*** Opening Records provided ***

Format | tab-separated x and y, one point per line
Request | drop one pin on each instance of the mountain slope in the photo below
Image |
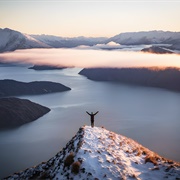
11	40
96	153
59	42
168	78
15	112
147	37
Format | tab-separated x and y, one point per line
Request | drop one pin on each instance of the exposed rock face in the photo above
96	153
45	67
157	50
168	78
15	112
15	88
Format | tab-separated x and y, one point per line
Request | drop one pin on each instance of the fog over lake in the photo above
150	116
91	58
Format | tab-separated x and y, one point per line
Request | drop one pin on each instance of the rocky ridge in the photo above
96	153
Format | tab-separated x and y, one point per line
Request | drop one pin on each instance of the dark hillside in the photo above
15	112
168	78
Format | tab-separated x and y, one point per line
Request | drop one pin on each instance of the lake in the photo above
150	116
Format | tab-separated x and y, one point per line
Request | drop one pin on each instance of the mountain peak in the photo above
96	153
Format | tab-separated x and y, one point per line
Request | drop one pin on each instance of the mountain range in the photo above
11	40
96	153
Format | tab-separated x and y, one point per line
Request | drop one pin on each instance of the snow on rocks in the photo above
96	153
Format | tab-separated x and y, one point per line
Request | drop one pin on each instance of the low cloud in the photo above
90	58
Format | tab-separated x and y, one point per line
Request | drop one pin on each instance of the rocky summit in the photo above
96	153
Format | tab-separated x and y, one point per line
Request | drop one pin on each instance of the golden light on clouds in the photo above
91	58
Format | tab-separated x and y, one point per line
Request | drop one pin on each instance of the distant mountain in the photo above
168	78
15	112
15	88
60	42
11	40
96	153
147	37
157	50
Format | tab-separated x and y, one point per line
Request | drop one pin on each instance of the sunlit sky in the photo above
90	18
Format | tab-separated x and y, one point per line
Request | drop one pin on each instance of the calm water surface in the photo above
150	116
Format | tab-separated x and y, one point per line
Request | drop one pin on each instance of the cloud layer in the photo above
90	58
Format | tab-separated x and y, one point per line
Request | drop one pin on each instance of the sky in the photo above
91	18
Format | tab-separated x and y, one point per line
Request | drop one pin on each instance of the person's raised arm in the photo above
96	112
87	112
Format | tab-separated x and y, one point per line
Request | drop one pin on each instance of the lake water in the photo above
150	116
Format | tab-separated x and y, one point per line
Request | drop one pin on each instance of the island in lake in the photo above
15	112
45	67
168	78
15	88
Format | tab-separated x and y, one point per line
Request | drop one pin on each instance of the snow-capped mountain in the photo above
147	37
96	153
59	42
11	40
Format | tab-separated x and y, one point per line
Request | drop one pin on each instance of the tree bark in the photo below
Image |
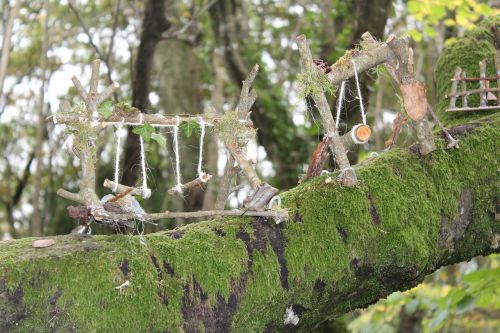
154	25
270	116
343	249
7	35
36	222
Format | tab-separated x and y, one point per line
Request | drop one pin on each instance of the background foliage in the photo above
199	59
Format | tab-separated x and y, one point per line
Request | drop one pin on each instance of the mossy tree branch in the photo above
344	248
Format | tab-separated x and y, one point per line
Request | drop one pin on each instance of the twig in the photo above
120	195
122	188
482	85
113	34
155	120
196	182
186	26
347	174
454	86
279	214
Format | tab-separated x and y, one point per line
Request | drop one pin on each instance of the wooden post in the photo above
347	174
454	86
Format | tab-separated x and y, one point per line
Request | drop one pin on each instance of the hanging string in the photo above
200	157
339	104
363	115
146	192
176	151
117	158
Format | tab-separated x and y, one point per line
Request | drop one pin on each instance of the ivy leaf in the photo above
106	109
160	139
145	131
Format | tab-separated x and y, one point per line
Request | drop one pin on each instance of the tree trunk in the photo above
269	114
342	249
153	25
7	35
36	222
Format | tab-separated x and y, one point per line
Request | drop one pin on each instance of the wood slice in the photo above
414	100
43	243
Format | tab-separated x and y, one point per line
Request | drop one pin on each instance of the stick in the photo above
283	214
454	86
122	188
482	86
200	181
347	174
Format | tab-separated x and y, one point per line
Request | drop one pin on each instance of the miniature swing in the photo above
360	133
179	187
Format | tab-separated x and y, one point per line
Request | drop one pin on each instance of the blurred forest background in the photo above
180	56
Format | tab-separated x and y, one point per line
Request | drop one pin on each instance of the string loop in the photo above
362	108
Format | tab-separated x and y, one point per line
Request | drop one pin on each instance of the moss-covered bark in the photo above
343	248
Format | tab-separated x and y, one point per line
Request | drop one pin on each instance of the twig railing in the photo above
487	99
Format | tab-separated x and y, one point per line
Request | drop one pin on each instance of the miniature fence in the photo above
486	94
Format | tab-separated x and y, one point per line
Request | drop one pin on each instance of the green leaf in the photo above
106	109
467	303
439	321
145	131
189	127
415	34
411	306
160	139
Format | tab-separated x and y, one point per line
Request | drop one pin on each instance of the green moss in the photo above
230	127
465	53
312	83
343	248
339	253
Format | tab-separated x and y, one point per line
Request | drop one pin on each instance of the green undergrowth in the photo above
465	53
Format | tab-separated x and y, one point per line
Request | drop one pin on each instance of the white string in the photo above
176	151
363	116
200	157
117	158
339	104
146	192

*** Closing Records provided ***

Apart from the pictures, which are to be omitted, every record must be transcribed exactly.

» Solution to the problem:
Format | tab-separated x and y, one point per line
Request | drop one pin on each instance of the mountain slope in the photo below
Image |
11	40
96	153
59	42
168	78
15	112
147	37
Format | tab-separated x and y, one point per line
Request | drop one pin on each instance of the exposed rock face in the photo above
96	153
45	67
157	50
168	78
15	112
15	88
Format | tab-separated x and y, one point per line
Request | drop one pin on each instance of the fog over lake in the photo above
150	116
91	58
Format | tab-separated x and y, one point per line
Request | drop one pin on each instance of the rocky ridge in the photo above
96	153
Format | tab-separated x and y, one point per line
Request | drop one pin on each instance of the dark hillside in the photo above
15	112
168	78
Format | tab-separated x and y, one point per line
Request | drop one pin on each instance of the lake in the photo above
150	116
Format | tab-separated x and y, one point per line
Request | drop one pin on each instance of the mountain peak in the photo above
96	153
Format | tab-separated x and y, one point per line
Request | drop one pin on each instance of the mountain range in the photo above
11	40
96	153
Format | tab-separated x and y, one point per line
Request | drop one pin on each instance of the snow on rocks in the photo above
96	153
Format | tab-separated x and y, one point per line
Request | drop one pin on each instance of the low cloud in the photo above
90	58
Format | tab-separated x and y, one point per line
Request | drop one pin on each instance of the rocky summit in the photo above
96	153
Format | tab-separated x and y, one point per line
Request | drop one pin on each instance of the golden light on clouds in the photo above
91	58
Format | tab-separated x and y, one point per line
Request | drop one pin on each instance of the distant mountain in the photo above
168	78
15	112
15	88
60	42
11	40
96	153
147	37
157	50
Format | tab-separated x and y, one point per line
Request | drop one pin on each instance of the sunlit sky in the photo above
90	18
Format | tab-separated x and y, one point per line
Request | drop one pin on each instance of the calm water surface in the photo above
150	116
Format | tab-separated x and y, one point per line
Request | drop one pin on each instance of the cloud layer in the photo above
90	58
Format | tab-separated x and y, one point per line
Request | drop one pin on each instance of the sky in the photo above
91	18
Format | tab-separated x and y, one point per line
Request | drop one pin on each instance of the person's raised arm in the photo above
96	112
87	112
Format | tab-separated x and y, one point per line
Request | drop one pin on each instance of the lake water in the photo above
150	116
Format | tab-separated x and y, one point per line
Request | drop one pin on each instance of the island in lake in the photo above
15	112
45	67
168	78
15	88
Format | tab-separated x and y, one point per line
Request | drop one pin on each instance of the snow-capped mountain in the photo above
147	37
96	153
59	42
11	40
Format | tab-separated x and y, one point per line
Request | drop one pin on each instance of the tree bark in the photo below
Image |
154	25
270	116
343	249
7	35
36	222
Format | tab-separated x and y, one point per line
Request | drop one pin on each instance of the background foliage in the photo above
199	59
Format | tab-separated x and y, one point per line
Request | drop one pin on each instance of the mossy tree branch in the photo above
344	248
Format | tab-separated x and y, one point per line
Request | drop one pin on each instance of the twig in the photo above
120	195
122	188
482	85
113	34
155	120
196	182
186	26
347	174
454	86
279	214
Format | tab-separated x and y, one point per line
Request | drop one pin on each instance of the wooden post in the photo above
347	174
454	86
Format | tab-separated x and y, one point per line
Request | drop one pin on each instance of the hanging string in the photo above
200	157
339	104
363	115
146	192
176	151
117	158
Format | tab-separated x and y, one point per line
Request | drop one pin on each instance of the ivy leaf in the photo above
106	109
160	139
145	131
Format | tab-separated x and y, one point per line
Request | drop one pin on each instance of the tree trunk in the photo above
269	114
342	249
153	25
7	35
36	222
Format | tab-separated x and y, one point per line
Request | drop one pin on each instance of the wood slice in the photo above
414	100
43	243
Format | tab-separated x and y, one point per line
Request | drop one pin on each instance of the stick in the photo above
283	214
454	86
122	188
482	86
200	181
347	174
Format | tab-separated x and y, one point per line
Request | drop one pin on each instance of the miniature swing in the photo above
360	133
179	187
Format | tab-separated x and y, one point per line
Request | drop one pin on each instance of the blurred forest background in the photo above
180	56
Format | tab-separated x and y, one point per line
Request | drop one pin on each instance of the string loop in the photo above
362	108
Format | tab-separated x and y, one point per line
Request | drop one pin on each instance of the moss-covered bark in the photo above
343	248
Format | tab-separated x and y, one point per line
Request | drop one pin on each instance of the twig railing in the photo above
487	99
Format | tab-separated x and y, one point per line
Request | drop one pin on each instance of the miniature fence in the photo above
486	94
Format | tab-separated x and y, one point per line
Request | drop one pin on each instance of the green leaf in the photo above
106	109
467	303
439	321
145	131
189	127
415	34
411	306
160	139
Format | tab-separated x and y, one point per line
Request | drop one pin on each instance of the green moss in the photo above
230	127
465	53
312	83
343	248
339	253
Format | tab-separated x and y, one point per line
Request | drop one pin on each instance of the green undergrowth in the photo above
465	53
Format | tab-separated x and y, one point per line
Request | drop one pin on each instance of the white string in the photo above
176	151
363	116
200	157
117	158
339	104
146	192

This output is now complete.